→ **Data extract**:
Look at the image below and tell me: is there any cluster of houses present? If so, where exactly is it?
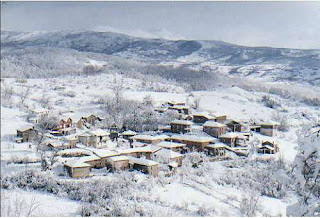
[16,102,279,178]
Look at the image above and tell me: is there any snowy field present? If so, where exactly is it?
[1,189,81,217]
[1,75,320,216]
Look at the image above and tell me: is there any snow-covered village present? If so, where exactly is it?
[1,2,320,217]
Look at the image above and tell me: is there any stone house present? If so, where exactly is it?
[203,121,227,138]
[260,122,279,137]
[107,155,129,172]
[169,134,215,151]
[219,132,247,147]
[15,126,38,142]
[170,120,193,133]
[64,160,91,178]
[129,157,159,176]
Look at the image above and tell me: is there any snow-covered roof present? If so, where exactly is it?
[219,132,246,139]
[119,145,162,154]
[167,101,185,105]
[31,108,49,114]
[192,111,215,119]
[206,143,227,148]
[154,148,183,160]
[259,145,275,150]
[108,155,129,161]
[170,120,193,125]
[17,125,34,132]
[131,135,169,140]
[168,161,178,168]
[203,121,226,127]
[169,105,189,110]
[48,140,63,148]
[90,148,119,158]
[64,158,91,168]
[64,135,78,141]
[260,121,280,126]
[132,142,150,147]
[171,134,215,142]
[57,148,90,156]
[89,129,110,136]
[121,130,137,135]
[80,154,101,162]
[212,112,227,117]
[157,141,186,148]
[129,157,158,166]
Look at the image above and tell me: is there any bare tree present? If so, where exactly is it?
[240,191,260,217]
[19,86,31,106]
[0,192,40,217]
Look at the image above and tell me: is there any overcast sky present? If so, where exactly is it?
[1,2,320,49]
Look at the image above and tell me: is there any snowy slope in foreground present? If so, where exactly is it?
[1,189,81,217]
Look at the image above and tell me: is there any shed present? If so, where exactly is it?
[169,134,215,150]
[193,111,215,124]
[80,155,104,168]
[16,126,37,142]
[121,130,137,140]
[119,145,161,159]
[205,143,227,157]
[260,121,279,137]
[78,129,110,148]
[169,105,190,115]
[152,148,183,166]
[107,155,129,171]
[170,120,193,133]
[203,121,227,138]
[227,120,249,132]
[130,135,169,145]
[257,141,279,154]
[157,141,187,152]
[64,159,91,178]
[219,132,247,147]
[129,157,159,176]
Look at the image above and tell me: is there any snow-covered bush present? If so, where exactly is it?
[240,190,260,217]
[272,113,290,132]
[61,90,76,98]
[287,125,320,216]
[261,95,281,109]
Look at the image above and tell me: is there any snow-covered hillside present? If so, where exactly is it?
[1,73,320,216]
[1,31,320,85]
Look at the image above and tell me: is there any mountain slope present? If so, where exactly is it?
[1,31,320,85]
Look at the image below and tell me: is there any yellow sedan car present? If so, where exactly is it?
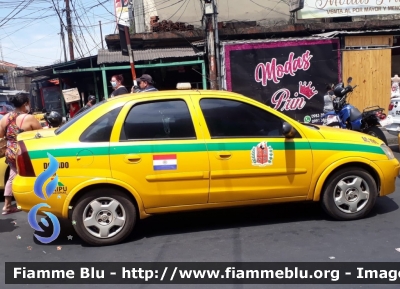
[13,90,400,245]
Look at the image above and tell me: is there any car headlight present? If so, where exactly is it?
[381,144,394,160]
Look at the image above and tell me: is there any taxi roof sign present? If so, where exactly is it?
[176,82,192,89]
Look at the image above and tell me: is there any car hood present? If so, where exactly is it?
[319,126,384,145]
[17,128,56,141]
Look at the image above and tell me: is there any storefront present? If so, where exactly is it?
[221,37,341,123]
[54,47,207,98]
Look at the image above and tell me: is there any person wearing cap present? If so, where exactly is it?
[74,95,96,116]
[131,74,158,93]
[324,84,335,113]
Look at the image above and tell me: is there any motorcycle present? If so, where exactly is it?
[322,77,391,145]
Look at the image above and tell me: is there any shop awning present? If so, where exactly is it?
[97,47,204,64]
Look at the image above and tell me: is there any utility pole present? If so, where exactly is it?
[99,21,104,49]
[0,42,4,61]
[60,23,68,62]
[65,0,75,60]
[205,0,218,89]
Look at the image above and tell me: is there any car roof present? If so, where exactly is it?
[106,89,245,102]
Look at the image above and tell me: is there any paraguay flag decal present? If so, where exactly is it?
[153,155,178,171]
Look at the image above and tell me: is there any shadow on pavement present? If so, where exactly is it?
[125,197,399,242]
[7,196,399,247]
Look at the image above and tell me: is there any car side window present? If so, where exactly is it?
[79,106,122,142]
[200,98,294,138]
[120,100,196,141]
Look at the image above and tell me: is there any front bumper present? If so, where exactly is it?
[374,159,400,197]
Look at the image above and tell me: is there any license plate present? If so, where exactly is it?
[379,115,393,126]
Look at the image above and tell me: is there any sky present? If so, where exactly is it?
[0,0,289,67]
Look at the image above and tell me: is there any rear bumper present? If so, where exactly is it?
[374,159,400,196]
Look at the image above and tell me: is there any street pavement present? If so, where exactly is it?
[0,146,400,289]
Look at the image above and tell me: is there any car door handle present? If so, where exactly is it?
[217,151,232,160]
[124,154,142,164]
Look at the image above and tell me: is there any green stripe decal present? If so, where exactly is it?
[29,142,385,159]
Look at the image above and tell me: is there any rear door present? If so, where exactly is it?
[110,97,209,209]
[196,97,313,203]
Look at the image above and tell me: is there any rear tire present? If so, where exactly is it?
[364,126,388,145]
[321,167,378,221]
[72,188,137,246]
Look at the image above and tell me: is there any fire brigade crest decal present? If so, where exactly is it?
[251,141,274,167]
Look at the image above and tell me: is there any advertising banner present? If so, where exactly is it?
[297,0,400,19]
[224,39,341,123]
[114,0,130,27]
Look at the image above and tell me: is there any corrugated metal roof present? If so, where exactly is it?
[221,36,330,45]
[97,47,204,64]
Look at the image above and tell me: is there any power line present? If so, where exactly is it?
[0,0,33,27]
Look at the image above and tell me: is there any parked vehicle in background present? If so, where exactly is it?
[322,77,391,145]
[385,97,400,136]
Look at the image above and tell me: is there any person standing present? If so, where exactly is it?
[131,74,158,93]
[324,85,335,113]
[75,95,96,116]
[0,93,42,215]
[110,74,129,97]
[69,101,81,118]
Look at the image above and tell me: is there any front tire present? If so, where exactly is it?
[72,188,137,246]
[364,126,388,145]
[321,167,378,221]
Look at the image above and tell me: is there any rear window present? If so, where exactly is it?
[54,100,106,135]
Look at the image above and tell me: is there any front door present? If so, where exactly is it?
[110,98,209,208]
[197,98,313,203]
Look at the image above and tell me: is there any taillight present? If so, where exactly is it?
[17,141,36,177]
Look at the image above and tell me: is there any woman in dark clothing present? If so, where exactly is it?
[0,93,42,215]
[110,74,128,97]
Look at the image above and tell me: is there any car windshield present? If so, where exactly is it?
[54,100,106,135]
[300,122,319,130]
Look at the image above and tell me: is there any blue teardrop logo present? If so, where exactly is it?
[28,153,61,244]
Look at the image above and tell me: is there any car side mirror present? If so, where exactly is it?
[282,122,296,138]
[347,76,353,85]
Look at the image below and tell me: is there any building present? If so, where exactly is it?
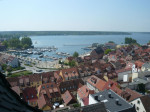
[59,79,84,95]
[90,47,104,60]
[59,68,79,81]
[89,89,136,112]
[37,83,61,110]
[116,68,132,82]
[121,88,142,102]
[77,85,95,106]
[0,73,42,112]
[86,75,106,92]
[0,43,6,51]
[29,74,42,89]
[0,54,19,67]
[62,90,77,106]
[41,72,55,84]
[22,87,38,107]
[130,95,150,112]
[132,61,144,73]
[65,102,107,112]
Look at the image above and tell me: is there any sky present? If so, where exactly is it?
[0,0,150,32]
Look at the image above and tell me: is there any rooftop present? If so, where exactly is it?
[91,89,134,112]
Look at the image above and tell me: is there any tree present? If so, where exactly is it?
[69,60,76,67]
[23,44,29,49]
[125,37,137,44]
[21,37,32,47]
[104,49,112,54]
[3,40,8,48]
[92,43,98,47]
[73,52,79,58]
[108,41,115,43]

→ **What this task involves**: Can you print all of the rows above word for word, leaving the pictures out?

→ **Correct output**:
Look at the image below and tell me: is there any cluster of houses present? If so, where exactly is it?
[16,102,279,178]
Look at the image above and tell me: is there any snowy field present? If so, where exactly is it?
[1,189,81,217]
[1,75,320,216]
Look at the image above and tell me: is there any snow-covered village present? If so, where exactly is it?
[1,2,320,217]
Look at the image above and tell me: is there any stone house present? If so, where exactly is it?
[203,121,227,138]
[260,122,279,137]
[107,155,129,172]
[169,134,215,151]
[219,132,247,147]
[15,126,38,142]
[170,120,193,133]
[64,160,91,178]
[129,157,159,176]
Look at the image above and tell me: is there any snow-covered roof present? If so, where exactly is it?
[219,132,246,139]
[119,145,162,154]
[167,101,185,105]
[31,108,49,114]
[192,111,215,119]
[206,143,227,148]
[154,148,183,160]
[259,145,275,150]
[108,155,129,161]
[170,120,193,125]
[17,125,34,132]
[131,135,169,140]
[168,161,178,168]
[203,121,226,127]
[169,105,189,110]
[48,140,63,148]
[90,148,119,158]
[64,158,91,168]
[64,135,78,141]
[260,121,280,126]
[132,142,150,147]
[171,134,215,142]
[57,148,90,156]
[89,129,110,136]
[121,130,137,135]
[80,154,101,162]
[212,112,227,117]
[157,141,186,148]
[129,157,158,166]
Look at the image above and tell me: is there any bare tree present? If so, where exactly is it?
[240,191,260,217]
[19,86,31,106]
[0,192,40,217]
Look at the image above and tell me: is there any overcast sky present? If so, where exactly is it?
[1,2,320,49]
Look at the image above and tell me: is there any snowy slope in foreground present? If so, where exactly is it?
[1,189,81,217]
Look at the image above and tell me: is there any shed present? If so, where exactly is it?
[169,134,215,150]
[193,111,215,124]
[80,155,104,168]
[16,126,37,142]
[121,130,137,140]
[119,145,161,159]
[205,143,227,157]
[260,121,279,137]
[78,129,110,148]
[169,105,190,115]
[152,148,183,166]
[107,155,129,171]
[170,120,193,133]
[203,121,227,138]
[227,120,249,132]
[130,135,169,145]
[257,141,279,154]
[157,141,187,152]
[64,159,91,178]
[219,132,247,147]
[129,157,159,176]
Look at the image above and tell me: is there any snow-covered bush present? If so, where exactly is it?
[240,190,260,217]
[272,113,290,132]
[61,90,76,98]
[287,125,320,216]
[261,95,281,109]
Look at the image above and tell me: is there any snow-covered hillside present? If so, where exactly is it?
[1,73,320,216]
[1,31,320,85]
Look at the image above and tell me: is there any mountain slope present? If so, where exactly is it?
[1,31,320,85]
Look at the image below and tell me: is there any yellow sedan car present? If so, where exactly is it?
[13,90,400,245]
Look at the image above and tell me: is there any car headlight present? If so, where exactly is it?
[381,144,394,160]
Look at the image above and tell me: is there any taxi roof sign present? If so, where exactly is it?
[176,82,192,89]
Look at the image above and tell me: is there any car hood present? If so, where exactly is it?
[319,126,384,145]
[17,128,56,141]
Look at the image above and tell me: is there any storefront present? If so, where exactly is it?
[221,37,341,123]
[54,47,207,98]
Look at the image above and tell me: is there any person wearing cap present? If so, where exactly is it?
[74,95,96,116]
[131,74,158,93]
[324,84,335,113]
Look at the image above and tell me: is there any motorcycle present? If so, where exactly is it?
[322,77,391,145]
Look at the image above and tell me: is there any shop awning present? If so, where exactly is it?
[97,47,204,64]
Look at the image above and tell me: is there any utility pole present? If so, where exactly is it?
[99,21,104,49]
[0,42,4,61]
[60,23,68,62]
[65,0,75,60]
[205,0,218,89]
Look at the image above and tell me: is there any car roof present? If so, where exactly is it?
[106,89,245,102]
Look at the image above and tell me: is there any paraguay flag decal present? If so, where exactly is it?
[153,155,178,171]
Look at the image above and tell me: is there any shadow on pavement present? If so, where exactly is it?
[125,197,399,242]
[7,196,399,247]
Look at the image above and tell me: is there any car side window present? If so, where exactly is it?
[79,106,122,142]
[200,98,294,138]
[120,100,196,141]
Look at the image above and tell me: is there any front bumper present? If so, where exactly is it?
[374,159,400,197]
Look at the image above and tell me: is there any license plate present? If so, where exactly is it?
[379,115,393,126]
Look at the image above and tell me: is there any sky present? If so, where exactly is it?
[0,0,289,67]
Look at the image above and tell me: is there any rear bumper present? If so, where exactly is it?
[374,159,400,196]
Look at the image above and tell me: is there any street pavement present? If so, where exactly is it?
[0,146,400,289]
Look at the image above and tell me: is there any car door handle present? If so, where exactly is it?
[217,151,232,160]
[124,154,142,164]
Look at the image above and tell me: is there any green stripe decal present? If so, where exactly is it?
[29,142,385,159]
Look at the image above and tell me: is there any rear door present? If so, where exactly is it?
[110,97,209,209]
[196,97,313,203]
Look at the image above and tell me: is there any rear tire present? If so, where exactly is it?
[364,126,388,145]
[321,167,378,221]
[72,188,137,246]
Look at the image above and tell me: is there any fire brigade crest decal present? If so, where exactly is it?
[251,141,274,167]
Look at the image above and tell me: is there any advertising banner present? If so, where exactly is it?
[297,0,400,19]
[224,39,341,123]
[114,0,130,27]
Look at the image above and tell me: is there any corrugated metal roof present? If so, where exactly is it?
[221,36,330,45]
[97,47,204,64]
Look at the image above and tell me: is there any power line present? If so, where exactly is it?
[0,0,33,27]
Look at the image above and tell me: is there any parked vehicle in background present? If so, where exactly is it?
[322,77,391,145]
[385,97,400,136]
Look at the image above and tell me: is there any person standing present? If so, where exactly is it?
[131,74,158,93]
[324,85,335,113]
[75,95,96,116]
[0,93,42,215]
[110,74,129,97]
[69,101,81,118]
Look at the image above and tell me: is there any front tire present? If so, where exactly is it?
[72,188,137,246]
[364,126,388,145]
[321,167,378,221]
Look at the image above and tell me: is there any rear window present? If so, where exactly is it?
[54,100,106,135]
Look at the image above and tell me: is there any front door present? If so, where exactly is it?
[110,98,209,208]
[197,98,313,203]
Look at the image above and tell me: is there any taillight present? If so, where exactly is it?
[17,141,36,177]
Look at the image above and tell me: is there any woman in dark clothing present? If so, where exactly is it?
[0,93,42,215]
[110,74,128,97]
Look at the image above and tell me: is there any car windshield present? If so, where exactly is it?
[54,100,106,135]
[300,122,319,130]
Look at the image above and tell me: is there any blue teardrop logo present? If so, where exactly is it?
[28,153,61,244]
Look at the image above and tell me: is there any car side mirror present? If so, where exactly is it?
[282,122,296,138]
[347,76,353,85]
Look at the image below and tell me: is there any building present? If so, where exactly is it?
[59,79,84,95]
[90,47,104,60]
[59,68,79,81]
[89,89,136,112]
[37,83,61,110]
[116,68,132,82]
[121,88,142,102]
[77,85,95,106]
[0,73,42,112]
[86,75,106,92]
[0,43,6,51]
[29,74,42,89]
[0,54,19,67]
[62,90,77,106]
[41,72,55,84]
[22,87,38,107]
[130,95,150,112]
[132,61,144,73]
[65,102,107,112]
Look at the image above and tell me: is there any sky present? If so, where exactly is it?
[0,0,150,32]
Look at the image above and tell me: is there any rooftop present? If so, where exactly is it?
[91,89,134,112]
Look at the image above and tell me: is there any tree present? If so, where exactly is it?
[69,60,76,67]
[23,44,29,49]
[125,37,137,44]
[21,37,32,47]
[104,49,112,54]
[3,40,8,48]
[92,43,98,47]
[73,52,79,58]
[108,41,115,43]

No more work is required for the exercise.